[Stored items from a collection]
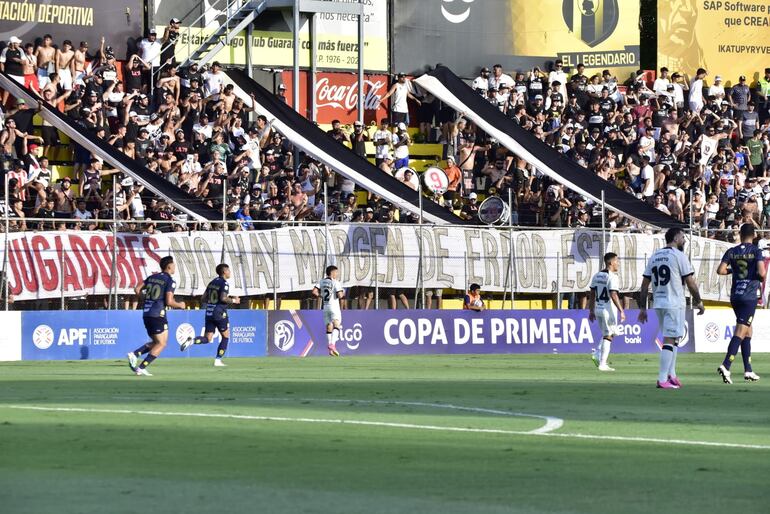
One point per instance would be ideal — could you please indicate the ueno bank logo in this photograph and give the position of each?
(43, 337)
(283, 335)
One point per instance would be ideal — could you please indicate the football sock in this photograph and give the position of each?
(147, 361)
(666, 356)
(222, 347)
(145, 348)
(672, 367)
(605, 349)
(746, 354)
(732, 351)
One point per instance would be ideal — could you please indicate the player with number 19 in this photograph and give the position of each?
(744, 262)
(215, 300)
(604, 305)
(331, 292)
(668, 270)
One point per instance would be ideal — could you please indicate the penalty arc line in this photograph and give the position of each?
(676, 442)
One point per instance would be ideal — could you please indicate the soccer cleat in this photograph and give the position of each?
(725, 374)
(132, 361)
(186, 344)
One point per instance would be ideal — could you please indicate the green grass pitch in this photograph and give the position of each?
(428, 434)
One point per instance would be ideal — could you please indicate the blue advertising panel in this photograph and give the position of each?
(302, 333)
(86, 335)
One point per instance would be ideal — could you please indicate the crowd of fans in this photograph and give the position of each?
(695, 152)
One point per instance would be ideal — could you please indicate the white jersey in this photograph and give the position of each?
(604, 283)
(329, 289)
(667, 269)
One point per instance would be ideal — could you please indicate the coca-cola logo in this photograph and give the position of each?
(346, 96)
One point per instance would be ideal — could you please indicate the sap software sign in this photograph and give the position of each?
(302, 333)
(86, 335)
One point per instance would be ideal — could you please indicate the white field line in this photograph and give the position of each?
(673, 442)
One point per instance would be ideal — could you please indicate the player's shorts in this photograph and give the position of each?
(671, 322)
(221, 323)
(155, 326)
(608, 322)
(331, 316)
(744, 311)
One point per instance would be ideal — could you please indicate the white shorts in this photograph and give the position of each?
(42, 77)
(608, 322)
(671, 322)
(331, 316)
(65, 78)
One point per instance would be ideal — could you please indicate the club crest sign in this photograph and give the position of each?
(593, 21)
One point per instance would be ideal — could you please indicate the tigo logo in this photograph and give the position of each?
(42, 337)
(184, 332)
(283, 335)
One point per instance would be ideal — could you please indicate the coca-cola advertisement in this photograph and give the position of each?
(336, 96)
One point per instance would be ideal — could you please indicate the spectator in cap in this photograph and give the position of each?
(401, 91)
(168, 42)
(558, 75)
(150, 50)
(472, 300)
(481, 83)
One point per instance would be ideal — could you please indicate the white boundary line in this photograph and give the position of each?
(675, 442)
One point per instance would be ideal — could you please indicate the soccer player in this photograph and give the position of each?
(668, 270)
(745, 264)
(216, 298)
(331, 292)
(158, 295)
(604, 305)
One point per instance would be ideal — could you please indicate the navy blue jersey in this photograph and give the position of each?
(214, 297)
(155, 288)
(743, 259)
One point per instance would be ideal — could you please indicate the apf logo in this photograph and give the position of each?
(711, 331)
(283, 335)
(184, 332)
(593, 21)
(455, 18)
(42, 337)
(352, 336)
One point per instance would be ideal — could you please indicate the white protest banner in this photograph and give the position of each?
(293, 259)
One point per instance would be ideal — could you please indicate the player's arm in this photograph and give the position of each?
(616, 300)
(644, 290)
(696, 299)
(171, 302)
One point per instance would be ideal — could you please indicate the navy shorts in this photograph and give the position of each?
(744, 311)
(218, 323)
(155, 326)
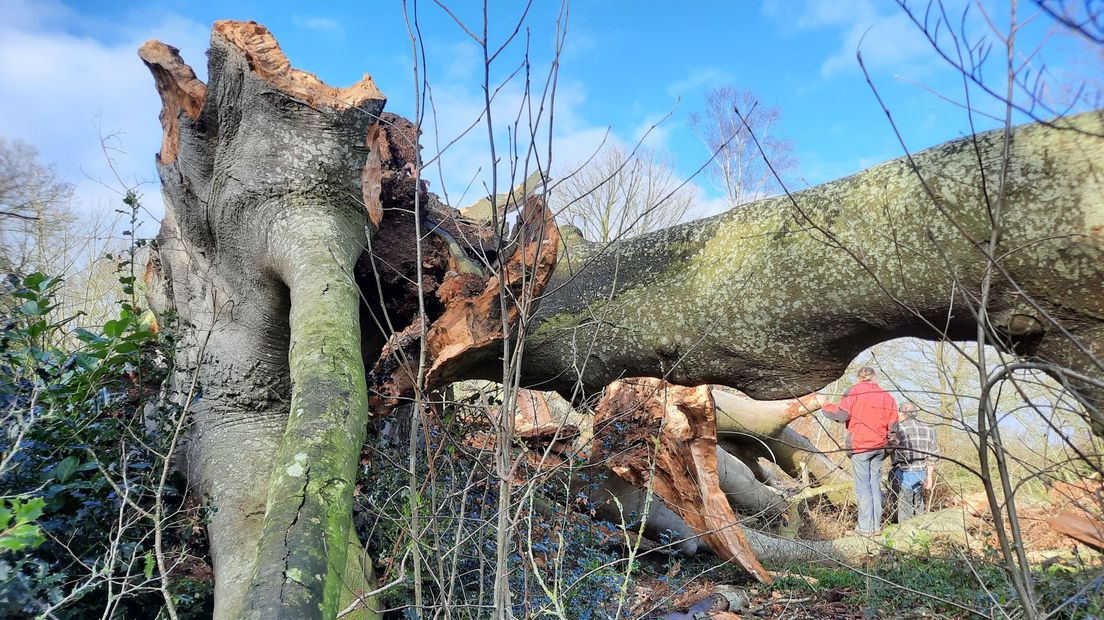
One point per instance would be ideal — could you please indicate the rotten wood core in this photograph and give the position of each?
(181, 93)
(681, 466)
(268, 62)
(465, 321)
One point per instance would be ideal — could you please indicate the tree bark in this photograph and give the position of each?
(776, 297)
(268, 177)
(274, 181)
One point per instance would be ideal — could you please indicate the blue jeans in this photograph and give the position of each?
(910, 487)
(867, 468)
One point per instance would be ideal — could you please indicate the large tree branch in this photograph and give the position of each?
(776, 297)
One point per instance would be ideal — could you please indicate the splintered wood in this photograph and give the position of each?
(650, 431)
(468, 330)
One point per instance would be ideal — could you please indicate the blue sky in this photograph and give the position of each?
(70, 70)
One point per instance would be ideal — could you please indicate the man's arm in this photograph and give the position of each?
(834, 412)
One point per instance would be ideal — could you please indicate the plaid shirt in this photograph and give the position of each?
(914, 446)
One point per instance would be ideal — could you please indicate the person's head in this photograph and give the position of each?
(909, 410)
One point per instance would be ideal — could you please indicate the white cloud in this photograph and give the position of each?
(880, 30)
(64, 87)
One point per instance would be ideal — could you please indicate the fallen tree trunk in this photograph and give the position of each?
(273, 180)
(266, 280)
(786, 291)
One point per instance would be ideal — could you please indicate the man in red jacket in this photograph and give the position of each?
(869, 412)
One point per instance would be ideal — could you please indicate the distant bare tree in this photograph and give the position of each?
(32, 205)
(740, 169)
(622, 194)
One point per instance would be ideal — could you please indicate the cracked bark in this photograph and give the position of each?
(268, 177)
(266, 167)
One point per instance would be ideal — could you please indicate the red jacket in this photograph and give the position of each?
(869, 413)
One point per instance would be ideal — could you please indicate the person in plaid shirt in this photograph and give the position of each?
* * *
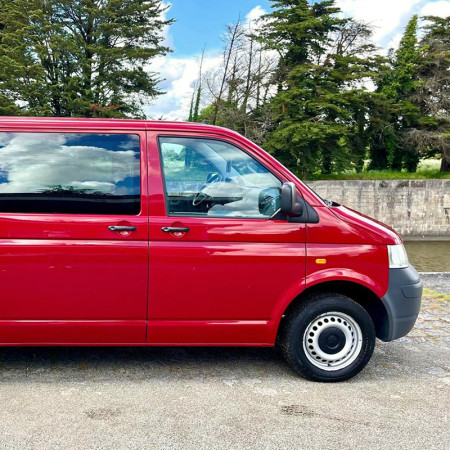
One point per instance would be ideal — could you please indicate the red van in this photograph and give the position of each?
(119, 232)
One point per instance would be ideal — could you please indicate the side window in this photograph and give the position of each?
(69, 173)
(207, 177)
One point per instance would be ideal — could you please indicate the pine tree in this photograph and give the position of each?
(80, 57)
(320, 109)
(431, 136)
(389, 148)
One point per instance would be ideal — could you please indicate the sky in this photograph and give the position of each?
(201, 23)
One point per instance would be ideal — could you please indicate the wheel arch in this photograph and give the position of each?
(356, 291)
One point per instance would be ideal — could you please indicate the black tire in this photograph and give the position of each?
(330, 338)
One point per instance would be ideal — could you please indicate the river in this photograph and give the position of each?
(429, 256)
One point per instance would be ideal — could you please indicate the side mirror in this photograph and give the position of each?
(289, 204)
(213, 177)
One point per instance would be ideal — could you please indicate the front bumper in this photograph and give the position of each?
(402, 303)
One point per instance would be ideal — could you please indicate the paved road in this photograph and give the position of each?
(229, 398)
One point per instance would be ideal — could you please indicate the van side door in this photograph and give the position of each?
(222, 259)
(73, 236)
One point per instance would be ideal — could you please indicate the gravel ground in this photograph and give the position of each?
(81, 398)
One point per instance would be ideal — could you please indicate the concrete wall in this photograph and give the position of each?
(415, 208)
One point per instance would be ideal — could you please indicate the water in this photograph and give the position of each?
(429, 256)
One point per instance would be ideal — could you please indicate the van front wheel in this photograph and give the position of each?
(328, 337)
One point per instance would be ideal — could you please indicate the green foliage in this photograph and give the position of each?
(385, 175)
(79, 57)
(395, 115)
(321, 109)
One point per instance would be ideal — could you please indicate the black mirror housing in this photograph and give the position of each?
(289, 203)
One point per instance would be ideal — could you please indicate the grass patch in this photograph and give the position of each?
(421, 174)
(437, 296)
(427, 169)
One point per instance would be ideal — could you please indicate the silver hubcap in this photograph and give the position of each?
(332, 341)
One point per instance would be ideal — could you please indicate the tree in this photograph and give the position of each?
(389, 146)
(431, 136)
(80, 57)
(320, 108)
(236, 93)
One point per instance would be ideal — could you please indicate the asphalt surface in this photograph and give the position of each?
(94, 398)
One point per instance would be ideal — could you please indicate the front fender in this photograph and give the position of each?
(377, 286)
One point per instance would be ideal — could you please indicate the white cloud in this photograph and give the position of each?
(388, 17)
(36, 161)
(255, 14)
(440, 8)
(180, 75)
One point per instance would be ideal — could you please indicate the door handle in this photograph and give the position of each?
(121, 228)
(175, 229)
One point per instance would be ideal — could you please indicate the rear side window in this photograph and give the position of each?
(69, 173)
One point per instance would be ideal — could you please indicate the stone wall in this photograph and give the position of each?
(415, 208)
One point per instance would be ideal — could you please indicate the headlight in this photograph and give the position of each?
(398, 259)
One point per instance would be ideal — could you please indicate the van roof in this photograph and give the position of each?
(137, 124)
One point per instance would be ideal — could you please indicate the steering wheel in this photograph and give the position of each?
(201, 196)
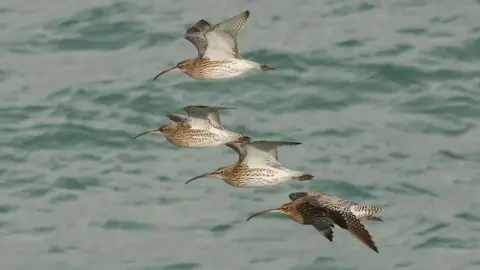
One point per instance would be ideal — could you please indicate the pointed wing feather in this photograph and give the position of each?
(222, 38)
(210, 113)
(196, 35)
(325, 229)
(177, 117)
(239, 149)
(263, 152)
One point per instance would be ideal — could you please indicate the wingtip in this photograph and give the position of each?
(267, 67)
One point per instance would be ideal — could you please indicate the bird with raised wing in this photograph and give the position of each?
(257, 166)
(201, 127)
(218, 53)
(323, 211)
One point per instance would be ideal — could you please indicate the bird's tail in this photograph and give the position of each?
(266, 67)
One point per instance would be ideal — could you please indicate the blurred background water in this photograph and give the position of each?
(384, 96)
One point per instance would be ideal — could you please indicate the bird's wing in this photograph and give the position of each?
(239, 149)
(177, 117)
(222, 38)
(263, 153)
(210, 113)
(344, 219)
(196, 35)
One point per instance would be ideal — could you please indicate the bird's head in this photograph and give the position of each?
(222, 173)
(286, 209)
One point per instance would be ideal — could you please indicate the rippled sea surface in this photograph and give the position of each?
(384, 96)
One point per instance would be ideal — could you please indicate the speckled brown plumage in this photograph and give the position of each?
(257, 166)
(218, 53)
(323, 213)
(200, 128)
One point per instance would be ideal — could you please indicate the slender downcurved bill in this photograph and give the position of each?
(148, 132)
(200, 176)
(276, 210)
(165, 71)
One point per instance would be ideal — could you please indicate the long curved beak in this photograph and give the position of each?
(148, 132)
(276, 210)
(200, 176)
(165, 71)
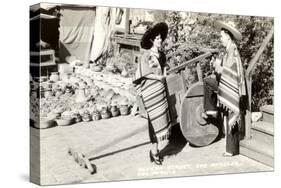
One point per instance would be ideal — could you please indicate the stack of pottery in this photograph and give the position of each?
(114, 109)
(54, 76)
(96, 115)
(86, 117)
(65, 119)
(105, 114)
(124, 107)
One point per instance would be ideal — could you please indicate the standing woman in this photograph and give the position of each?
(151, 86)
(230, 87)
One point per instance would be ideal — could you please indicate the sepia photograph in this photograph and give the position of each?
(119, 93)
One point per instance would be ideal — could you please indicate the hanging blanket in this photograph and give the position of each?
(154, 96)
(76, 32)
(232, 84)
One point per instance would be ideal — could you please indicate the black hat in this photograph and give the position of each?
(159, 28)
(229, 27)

> What needs to be done
Gather every line of the records that contains the string "sign", and copy each of those lines in full.

> Full output
One point per instance would be ideal — could you please indicate the sap software sign in this photograph and give the position of each?
One point per instance would be ideal — could you please indicate the club crest sign in this photograph and give the position of each?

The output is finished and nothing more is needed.